[Entries for bounding box labeling]
+++

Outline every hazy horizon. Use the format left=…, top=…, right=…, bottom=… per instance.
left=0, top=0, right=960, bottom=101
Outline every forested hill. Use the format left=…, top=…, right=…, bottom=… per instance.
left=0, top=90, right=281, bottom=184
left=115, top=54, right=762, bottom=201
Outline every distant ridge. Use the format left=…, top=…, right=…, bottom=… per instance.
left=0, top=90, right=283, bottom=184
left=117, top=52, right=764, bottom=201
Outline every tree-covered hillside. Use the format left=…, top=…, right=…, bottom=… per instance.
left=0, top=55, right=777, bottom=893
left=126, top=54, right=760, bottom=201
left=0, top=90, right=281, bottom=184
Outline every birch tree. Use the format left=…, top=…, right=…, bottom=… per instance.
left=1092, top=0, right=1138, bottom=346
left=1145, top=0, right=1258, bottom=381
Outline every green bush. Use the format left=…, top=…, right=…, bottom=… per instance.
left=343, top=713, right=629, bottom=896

+++

● **Directive**:
Repeat verbatim the part of the data that opens with the line containing "Outline every green" and closes with the end of the data, both ends included.

● **Task response**:
Outline every green bush. Use the format left=…, top=…, right=…, bottom=… per instance.
left=343, top=713, right=629, bottom=896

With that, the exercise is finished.